→ Your task
Locate each line in the entries below that contains the string "hair" and copy every one of those lines in full.

→ Supplied data
'''

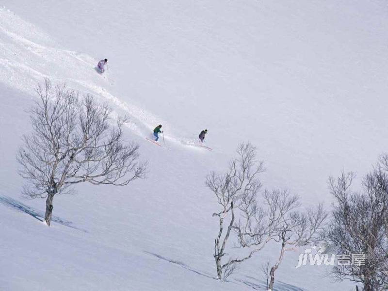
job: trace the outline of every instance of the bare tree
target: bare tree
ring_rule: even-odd
[[[207,177],[206,185],[215,194],[221,211],[213,214],[218,218],[219,230],[214,240],[214,257],[217,268],[217,278],[225,280],[230,275],[231,266],[250,258],[255,250],[247,256],[241,259],[229,258],[227,261],[222,263],[222,260],[226,255],[225,248],[232,230],[238,227],[235,226],[235,211],[242,205],[242,201],[245,199],[248,207],[256,207],[253,203],[256,194],[261,186],[258,175],[263,171],[263,162],[256,159],[256,149],[251,144],[242,144],[238,147],[238,158],[231,160],[227,171],[219,174],[214,172]],[[247,197],[250,197],[250,202]],[[252,210],[256,212],[256,209]],[[252,214],[252,215],[254,215]],[[226,221],[229,216],[228,222]],[[241,246],[249,246],[248,243]],[[226,270],[229,272],[225,273]],[[224,274],[223,274],[224,273]]]
[[[304,244],[319,231],[322,230],[327,214],[322,204],[315,209],[305,211],[298,209],[299,199],[288,191],[273,191],[265,194],[270,216],[276,222],[274,226],[275,233],[273,239],[281,243],[279,258],[270,270],[270,281],[268,290],[273,290],[275,272],[283,261],[286,252],[294,250],[297,246]]]
[[[267,261],[265,264],[261,265],[261,272],[265,276],[265,288],[267,290],[268,290],[270,288],[270,279],[271,277],[270,275],[270,265],[269,260]]]
[[[355,175],[345,174],[329,185],[336,198],[327,238],[344,254],[365,254],[364,263],[337,266],[333,274],[340,280],[359,282],[364,291],[388,289],[388,156],[382,156],[362,179],[363,189],[351,190]]]
[[[17,155],[27,180],[24,194],[46,198],[45,220],[49,226],[53,199],[82,182],[128,185],[143,178],[146,163],[138,162],[139,146],[125,144],[122,126],[110,121],[107,104],[90,95],[80,97],[65,86],[38,85],[39,97],[31,111],[33,132],[23,137]]]

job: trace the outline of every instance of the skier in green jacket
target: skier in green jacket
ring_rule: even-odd
[[[158,140],[159,139],[159,136],[158,135],[159,132],[163,132],[162,130],[161,130],[161,129],[162,128],[162,125],[160,124],[154,129],[154,136],[156,138],[155,140],[155,142],[157,142]]]

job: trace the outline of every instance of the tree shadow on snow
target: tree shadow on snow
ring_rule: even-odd
[[[39,221],[43,222],[45,220],[45,213],[43,211],[33,209],[32,207],[26,205],[20,201],[18,201],[10,197],[0,195],[0,203],[8,207],[13,208],[18,211],[23,212],[25,213],[31,215],[32,217],[37,219]],[[65,219],[63,219],[58,216],[53,216],[51,217],[51,221],[54,221],[63,226],[65,226],[70,227],[71,228],[81,230],[84,232],[87,232],[87,231],[84,229],[81,229],[74,226],[73,225],[73,223],[71,221],[66,220]]]
[[[259,280],[256,278],[250,276],[246,276],[246,277],[249,279],[249,281],[241,279],[238,279],[237,281],[249,286],[255,290],[267,290],[267,282],[263,280]],[[306,289],[300,288],[281,281],[276,281],[276,278],[275,279],[273,291],[306,291]],[[254,282],[256,283],[254,283]]]
[[[146,251],[143,251],[143,252],[147,254],[147,255],[150,255],[151,256],[153,256],[154,257],[156,257],[159,259],[162,259],[163,260],[166,261],[169,263],[171,263],[174,264],[175,265],[178,265],[181,268],[183,268],[183,269],[186,269],[186,270],[188,270],[189,271],[191,271],[191,272],[193,272],[196,274],[198,274],[198,275],[201,275],[201,276],[204,276],[208,278],[210,278],[210,279],[215,279],[214,277],[212,277],[209,274],[206,274],[204,273],[201,272],[200,271],[197,271],[194,269],[193,269],[191,267],[188,266],[183,262],[181,262],[179,261],[176,261],[172,259],[170,259],[168,258],[166,258],[165,257],[163,257],[161,256],[160,255],[158,255],[157,254],[155,254],[154,253],[151,253],[150,252],[147,252]]]
[[[158,255],[158,254],[155,254],[154,253],[147,252],[147,251],[143,251],[143,252],[147,254],[147,255],[150,255],[151,256],[153,256],[154,257],[156,257],[159,259],[162,259],[168,262],[169,263],[178,265],[181,268],[186,269],[186,270],[188,270],[191,272],[193,272],[198,275],[204,276],[210,279],[216,279],[216,278],[215,278],[214,277],[209,274],[207,274],[195,270],[194,269],[193,269],[191,267],[188,266],[182,262],[176,261],[172,259],[163,257],[162,256],[161,256],[160,255]],[[249,286],[254,290],[267,290],[266,282],[264,280],[259,280],[256,278],[254,278],[250,276],[246,276],[246,277],[247,278],[247,279],[242,280],[238,279],[236,279],[235,280],[232,280],[232,281],[227,280],[226,282],[234,284],[238,284],[237,282],[242,283],[247,286]],[[287,284],[287,283],[284,283],[280,281],[277,281],[275,282],[273,291],[307,291],[307,290],[303,288],[300,288],[293,285]]]

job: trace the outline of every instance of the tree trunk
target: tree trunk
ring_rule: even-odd
[[[46,213],[45,214],[45,221],[49,226],[51,222],[51,214],[52,213],[52,200],[54,195],[57,193],[56,190],[50,191],[47,195],[46,200]]]
[[[219,256],[214,256],[215,265],[217,267],[217,276],[219,280],[222,280],[222,268],[221,266],[221,258]]]
[[[270,286],[269,289],[270,290],[274,290],[274,284],[275,283],[275,271],[277,269],[279,265],[282,262],[283,258],[284,256],[284,247],[286,246],[285,239],[283,236],[283,242],[282,242],[282,249],[280,250],[280,255],[279,256],[279,259],[276,262],[276,264],[271,268],[270,271],[270,275],[271,276],[271,281],[270,281]]]
[[[274,266],[271,268],[270,271],[270,275],[271,276],[271,281],[270,281],[269,287],[268,288],[270,290],[274,290],[274,284],[275,283],[275,266]]]

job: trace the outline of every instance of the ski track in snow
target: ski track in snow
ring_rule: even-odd
[[[141,137],[146,136],[156,124],[171,125],[159,116],[133,104],[123,102],[108,91],[113,84],[109,69],[99,75],[98,62],[89,55],[57,48],[54,40],[40,30],[5,8],[0,8],[0,82],[32,95],[33,89],[45,78],[54,84],[65,83],[81,92],[89,93],[100,101],[114,105],[113,116],[129,117],[128,128]],[[173,130],[171,130],[173,131]],[[169,133],[166,140],[191,146],[192,141]]]

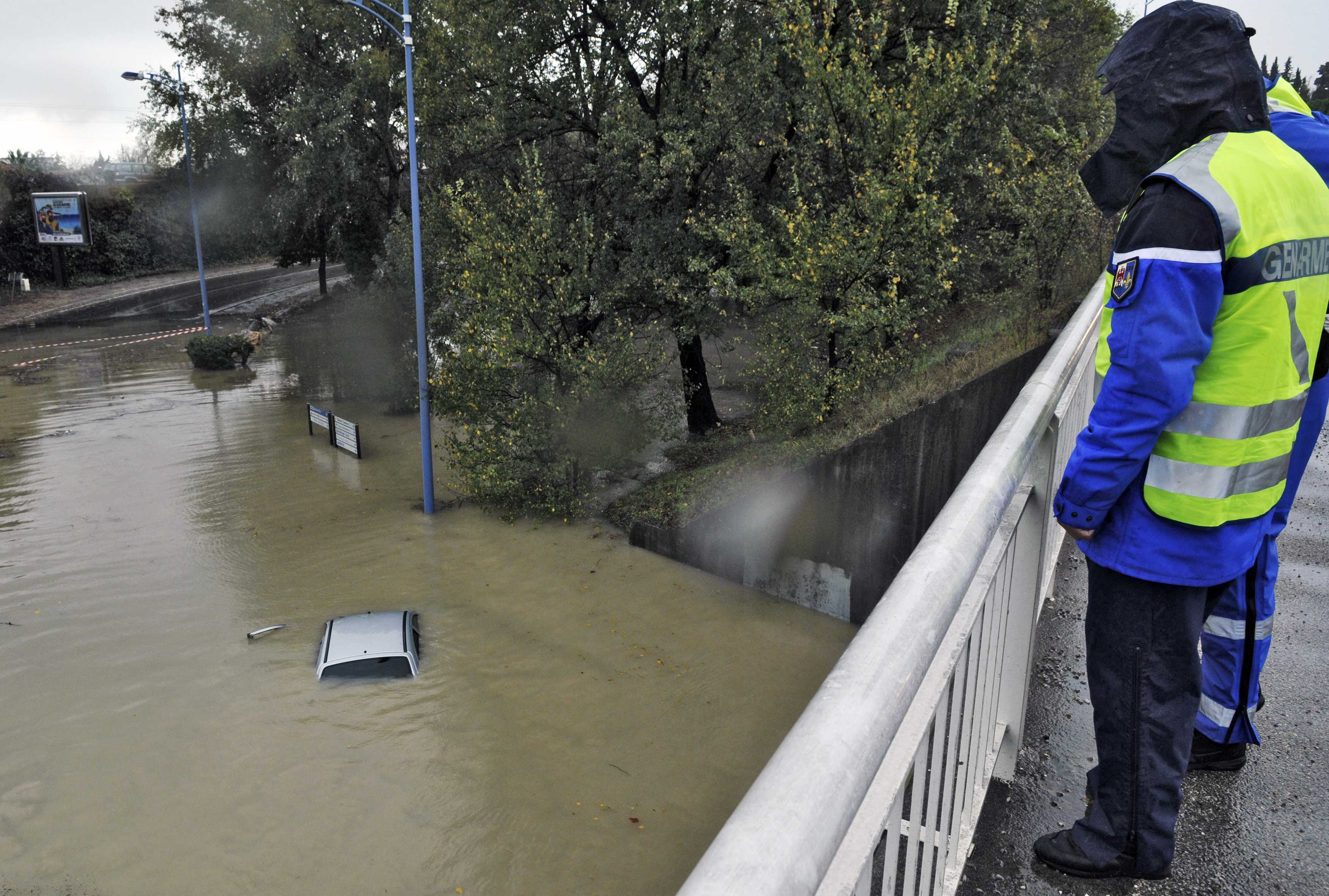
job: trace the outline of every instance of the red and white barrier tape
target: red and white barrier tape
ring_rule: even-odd
[[[44,360],[54,360],[57,358],[60,358],[60,355],[52,355],[51,358],[33,358],[32,360],[23,360],[19,362],[17,364],[9,364],[9,367],[27,367],[28,364],[40,364]]]
[[[90,342],[113,342],[116,339],[134,339],[137,336],[171,336],[179,332],[194,332],[202,330],[202,327],[194,327],[191,330],[154,330],[152,332],[126,332],[124,336],[101,336],[100,339],[74,339],[73,342],[48,342],[43,346],[24,346],[23,348],[0,348],[0,355],[11,351],[37,351],[39,348],[60,348],[62,346],[84,346]]]
[[[137,346],[141,342],[153,342],[155,339],[170,339],[171,336],[183,336],[186,332],[198,332],[203,327],[185,327],[183,330],[167,330],[159,335],[148,336],[146,339],[132,339],[129,342],[117,342],[114,346],[101,346],[101,348],[122,348],[124,346]],[[136,334],[130,334],[136,335]],[[113,336],[114,339],[122,339],[124,336]],[[88,342],[101,342],[100,339],[89,339]],[[57,343],[60,344],[60,343]],[[40,347],[40,346],[39,346]],[[27,367],[29,364],[40,364],[44,360],[54,360],[56,358],[64,358],[69,352],[61,352],[58,355],[51,355],[48,358],[33,358],[32,360],[19,362],[17,364],[9,364],[9,367]]]

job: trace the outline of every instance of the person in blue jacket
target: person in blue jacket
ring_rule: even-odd
[[[1305,101],[1281,77],[1265,80],[1269,124],[1273,134],[1329,183],[1329,116],[1312,113]],[[1263,705],[1260,673],[1269,655],[1273,635],[1275,581],[1278,577],[1278,533],[1288,525],[1288,512],[1297,496],[1301,475],[1310,461],[1329,405],[1329,331],[1321,336],[1320,355],[1301,427],[1292,448],[1288,484],[1273,508],[1269,530],[1260,544],[1253,566],[1255,584],[1247,600],[1248,577],[1239,577],[1219,598],[1204,621],[1200,647],[1200,709],[1191,742],[1192,771],[1237,771],[1245,764],[1247,744],[1260,743],[1252,711]],[[1245,694],[1245,699],[1241,699]]]
[[[1280,421],[1304,411],[1296,401],[1320,347],[1305,344],[1306,320],[1329,304],[1322,251],[1314,265],[1289,263],[1288,277],[1260,261],[1288,241],[1329,243],[1329,187],[1269,133],[1252,33],[1229,9],[1180,0],[1135,23],[1099,68],[1116,122],[1080,179],[1104,214],[1126,214],[1107,363],[1053,500],[1088,560],[1098,764],[1088,814],[1034,844],[1041,861],[1080,877],[1170,875],[1200,703],[1196,643],[1256,565],[1290,452],[1255,452],[1280,445],[1290,428]],[[1229,259],[1243,227],[1263,247]],[[1280,328],[1292,339],[1275,347]],[[1249,380],[1249,407],[1209,397],[1239,380]],[[1296,395],[1282,395],[1288,383]],[[1219,443],[1244,460],[1197,453]]]

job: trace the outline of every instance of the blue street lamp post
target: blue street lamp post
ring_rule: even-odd
[[[185,177],[189,178],[189,215],[194,221],[194,257],[198,259],[198,294],[203,298],[203,330],[211,334],[213,315],[207,310],[207,279],[203,277],[203,242],[198,238],[198,202],[194,199],[194,165],[189,157],[189,116],[185,114],[185,78],[181,76],[178,62],[174,78],[152,72],[125,72],[120,77],[126,81],[149,81],[174,92],[179,98],[179,126],[185,134]]]
[[[397,36],[397,40],[401,41],[407,52],[407,149],[411,156],[411,249],[415,253],[416,282],[416,375],[420,386],[420,472],[424,479],[424,512],[433,513],[433,437],[429,433],[429,348],[424,328],[424,271],[420,267],[420,169],[416,165],[415,153],[415,80],[411,65],[415,41],[411,39],[411,0],[401,0],[400,12],[381,0],[369,0],[400,19],[401,31],[397,31],[391,21],[364,5],[363,0],[330,1],[344,3],[365,11],[387,25],[388,31]]]

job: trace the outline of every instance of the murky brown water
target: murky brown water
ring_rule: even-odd
[[[671,893],[852,629],[589,525],[412,510],[416,420],[351,387],[339,314],[253,375],[177,338],[0,376],[0,888]],[[420,678],[315,681],[326,618],[396,608]]]

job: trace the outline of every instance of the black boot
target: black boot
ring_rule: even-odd
[[[1108,861],[1102,868],[1090,861],[1088,856],[1080,852],[1071,838],[1070,831],[1057,831],[1038,838],[1034,843],[1034,855],[1063,875],[1073,877],[1135,877],[1138,880],[1163,880],[1171,876],[1171,867],[1162,871],[1139,871],[1135,867],[1135,844],[1127,843],[1122,855]]]
[[[1191,736],[1191,763],[1187,771],[1240,771],[1245,764],[1245,743],[1219,743],[1199,731]]]

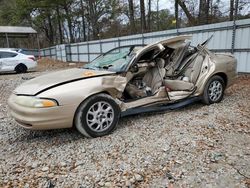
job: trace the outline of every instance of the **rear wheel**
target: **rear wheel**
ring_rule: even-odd
[[[202,101],[205,104],[218,103],[222,100],[224,96],[224,90],[225,90],[225,82],[223,78],[215,75],[208,80],[204,88]]]
[[[27,72],[27,67],[24,64],[18,64],[15,68],[16,73],[25,73]]]
[[[97,94],[78,107],[75,114],[77,130],[87,137],[99,137],[111,133],[120,118],[120,108],[107,94]]]

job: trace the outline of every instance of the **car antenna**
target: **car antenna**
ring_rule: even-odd
[[[205,42],[201,43],[201,46],[206,46],[208,42],[214,37],[214,33]]]

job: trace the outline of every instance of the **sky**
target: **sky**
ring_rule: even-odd
[[[199,0],[189,0],[189,1],[197,1],[197,3],[199,2]],[[216,2],[216,0],[212,0],[213,2]],[[147,0],[145,1],[145,3],[147,2]],[[152,0],[152,9],[156,10],[157,8],[157,4],[156,4],[157,0]],[[241,14],[249,14],[250,13],[250,0],[239,0],[239,5],[241,3],[246,3],[246,5],[244,5],[240,11]],[[188,5],[188,4],[187,4]],[[145,4],[145,6],[147,6],[147,4]],[[230,6],[230,0],[221,0],[220,3],[220,10],[222,12],[227,12],[229,10],[229,6]],[[168,8],[171,13],[174,13],[174,0],[159,0],[159,9],[166,9]],[[198,7],[197,7],[198,9]]]

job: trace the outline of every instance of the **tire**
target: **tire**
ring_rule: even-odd
[[[115,100],[107,94],[94,95],[80,104],[74,124],[86,137],[110,134],[116,127],[121,110]]]
[[[218,75],[212,76],[205,85],[202,102],[209,105],[219,103],[224,96],[225,82]]]
[[[24,64],[18,64],[15,68],[16,73],[25,73],[27,72],[27,67]]]

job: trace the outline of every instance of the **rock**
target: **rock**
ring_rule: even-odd
[[[162,150],[164,152],[168,152],[170,150],[170,146],[168,144],[164,145],[164,147],[162,148]]]
[[[112,183],[109,181],[105,182],[104,187],[112,187]]]
[[[213,124],[208,124],[207,128],[214,129],[214,125]]]
[[[67,166],[67,163],[61,162],[60,165],[61,165],[62,167],[65,167],[65,166]]]
[[[42,171],[43,171],[43,172],[46,172],[46,171],[48,171],[48,170],[49,170],[49,167],[47,167],[47,166],[45,166],[45,167],[42,168]]]
[[[38,167],[38,162],[33,162],[31,168],[37,168],[37,167]]]
[[[143,181],[143,177],[140,174],[134,174],[135,180],[140,182]]]
[[[222,160],[222,159],[224,159],[223,153],[215,152],[215,153],[210,154],[211,162],[217,163],[219,160]]]

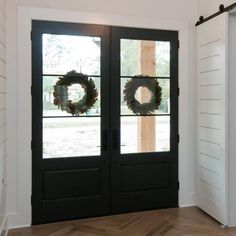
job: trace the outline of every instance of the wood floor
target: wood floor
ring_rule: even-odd
[[[9,236],[220,236],[236,228],[220,224],[196,207],[90,218],[11,230]]]

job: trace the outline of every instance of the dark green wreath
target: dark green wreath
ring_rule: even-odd
[[[135,98],[135,94],[140,87],[146,87],[151,92],[149,102],[140,103]],[[127,103],[128,108],[137,115],[151,114],[154,110],[157,110],[161,104],[162,88],[155,78],[149,76],[136,75],[132,77],[132,79],[125,84],[123,92],[124,101]]]
[[[84,96],[78,102],[68,100],[68,87],[73,84],[80,84],[84,89]],[[88,112],[97,101],[98,92],[94,81],[87,75],[77,73],[75,70],[59,77],[54,87],[54,104],[72,115],[79,115]]]

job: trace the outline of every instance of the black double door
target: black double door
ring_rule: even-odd
[[[33,21],[32,165],[33,224],[178,206],[178,32]]]

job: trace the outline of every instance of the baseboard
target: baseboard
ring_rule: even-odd
[[[196,206],[196,193],[195,192],[179,192],[179,207]]]
[[[5,216],[2,225],[0,226],[0,236],[7,236],[8,234],[7,221],[8,221],[7,216]]]

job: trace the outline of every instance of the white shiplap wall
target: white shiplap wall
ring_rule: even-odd
[[[228,14],[197,28],[198,206],[228,225]]]
[[[6,233],[6,0],[0,0],[0,235]]]

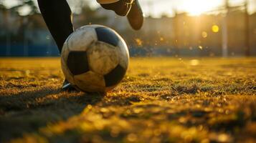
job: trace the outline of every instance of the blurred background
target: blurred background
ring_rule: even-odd
[[[139,0],[141,31],[92,0],[70,0],[75,28],[98,24],[116,30],[131,55],[256,55],[256,0]],[[0,56],[55,56],[57,48],[37,1],[0,0]]]

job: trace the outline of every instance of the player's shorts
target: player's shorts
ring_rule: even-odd
[[[101,4],[112,4],[114,2],[118,2],[118,1],[120,0],[97,0],[97,1]]]

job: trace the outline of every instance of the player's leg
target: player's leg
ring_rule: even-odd
[[[127,16],[131,26],[135,30],[139,30],[143,23],[143,13],[138,0],[119,0],[106,4],[108,0],[98,0],[98,2],[106,9],[114,11],[118,15]]]
[[[37,1],[44,21],[61,52],[65,41],[74,31],[70,8],[66,0]],[[65,80],[62,89],[75,89]]]
[[[72,12],[66,0],[37,0],[44,21],[61,52],[63,44],[73,32]]]

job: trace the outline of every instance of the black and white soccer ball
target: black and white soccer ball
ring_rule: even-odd
[[[76,89],[105,92],[124,77],[129,52],[123,38],[100,25],[77,29],[65,42],[61,64],[66,79]]]

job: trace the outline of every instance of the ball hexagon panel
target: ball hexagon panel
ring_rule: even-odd
[[[70,51],[86,51],[88,46],[97,41],[97,34],[94,28],[84,27],[76,30],[67,39],[68,48]]]
[[[119,64],[125,69],[128,69],[129,64],[129,51],[125,42],[121,39],[118,46],[119,50]]]
[[[114,46],[118,46],[120,41],[118,34],[113,30],[107,27],[95,28],[98,40],[111,44]]]
[[[103,76],[92,71],[82,74],[74,76],[75,83],[79,89],[86,89],[86,92],[104,92],[105,90]]]
[[[73,75],[89,72],[87,52],[70,51],[67,56],[67,65]]]
[[[72,74],[70,72],[70,70],[67,69],[67,66],[66,64],[65,60],[63,59],[63,58],[61,58],[61,64],[62,64],[62,69],[63,72],[63,74],[66,78],[66,79],[71,84],[75,84],[75,81],[74,78],[72,77]]]
[[[119,63],[117,47],[105,42],[97,41],[87,51],[91,71],[105,75],[113,69]]]
[[[110,87],[117,85],[125,75],[125,73],[126,69],[118,64],[110,72],[104,75],[106,87]]]

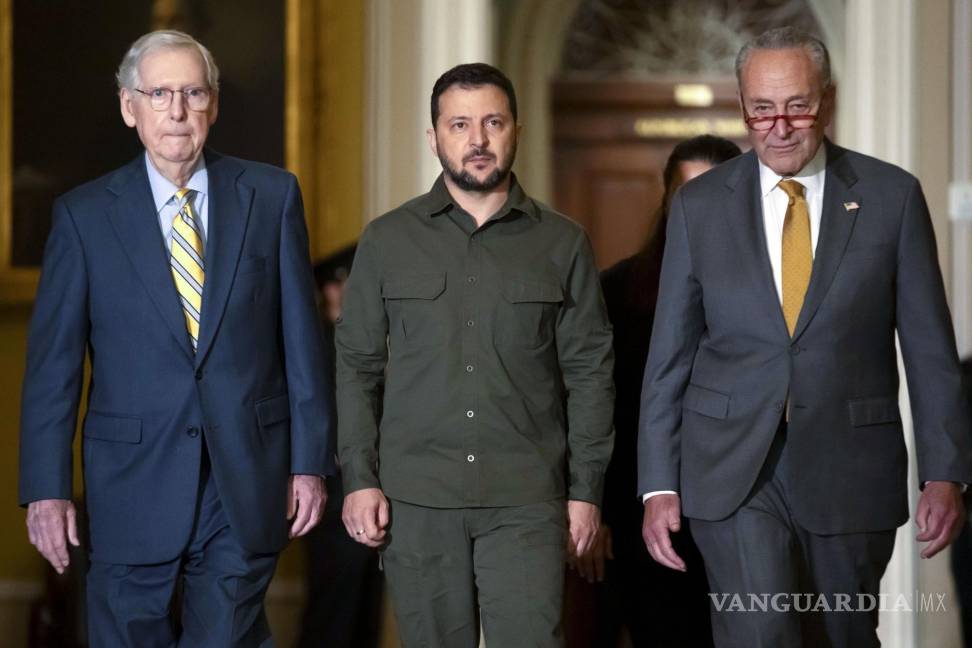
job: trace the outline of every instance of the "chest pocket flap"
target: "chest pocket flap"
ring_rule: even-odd
[[[435,299],[444,290],[444,274],[418,274],[384,282],[381,296],[385,299]]]
[[[503,296],[514,304],[564,301],[564,291],[559,285],[538,279],[507,278],[503,282]]]

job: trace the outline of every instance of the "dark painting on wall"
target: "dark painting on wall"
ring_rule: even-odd
[[[13,268],[40,265],[58,195],[142,150],[122,122],[115,72],[156,28],[187,31],[220,68],[212,148],[284,163],[283,0],[13,2]]]

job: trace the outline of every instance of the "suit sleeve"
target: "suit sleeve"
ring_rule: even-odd
[[[280,232],[280,316],[290,396],[290,472],[334,474],[334,384],[308,252],[300,187],[288,176]]]
[[[84,250],[74,219],[59,200],[27,341],[20,412],[21,506],[71,499],[72,444],[89,328]]]
[[[374,228],[365,229],[344,291],[337,323],[338,445],[346,493],[380,488],[378,421],[388,317],[381,297],[381,267]]]
[[[972,483],[972,425],[938,265],[928,206],[917,180],[898,241],[896,318],[914,419],[919,483]]]
[[[567,497],[601,505],[614,447],[614,349],[594,254],[581,232],[557,321],[557,354],[567,390]]]
[[[641,387],[638,495],[678,490],[682,398],[705,331],[702,286],[692,273],[681,192],[672,201],[665,241],[658,304]]]

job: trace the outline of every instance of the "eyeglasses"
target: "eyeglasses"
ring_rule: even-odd
[[[743,116],[743,121],[746,125],[755,131],[769,131],[773,130],[776,126],[776,121],[782,119],[790,128],[802,129],[810,128],[817,121],[816,115],[767,115],[766,117],[750,117],[749,115]]]
[[[202,112],[209,108],[209,100],[212,98],[212,92],[209,88],[183,88],[182,90],[152,88],[148,92],[139,90],[138,88],[133,88],[133,90],[148,97],[152,110],[159,112],[169,109],[169,106],[172,105],[172,97],[177,92],[182,95],[189,110],[195,110],[197,112]]]

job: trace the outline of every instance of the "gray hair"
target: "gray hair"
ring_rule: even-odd
[[[798,48],[806,50],[807,55],[810,56],[810,60],[816,64],[817,71],[820,72],[822,87],[824,89],[829,88],[831,81],[830,54],[827,52],[827,46],[819,38],[800,31],[795,27],[768,29],[742,46],[739,54],[736,55],[736,82],[739,83],[739,87],[742,87],[743,66],[749,61],[749,57],[752,56],[754,50]]]
[[[213,55],[209,53],[206,46],[189,34],[172,29],[149,32],[132,43],[132,46],[125,52],[125,56],[122,57],[118,72],[115,74],[118,89],[134,90],[137,88],[141,84],[138,66],[141,65],[146,56],[162,49],[196,50],[206,68],[206,83],[212,90],[219,89],[219,68],[216,67],[216,61],[213,60]]]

'''

→ Output
job: trace the outline of every instance of the "gray hair"
target: "gray hair"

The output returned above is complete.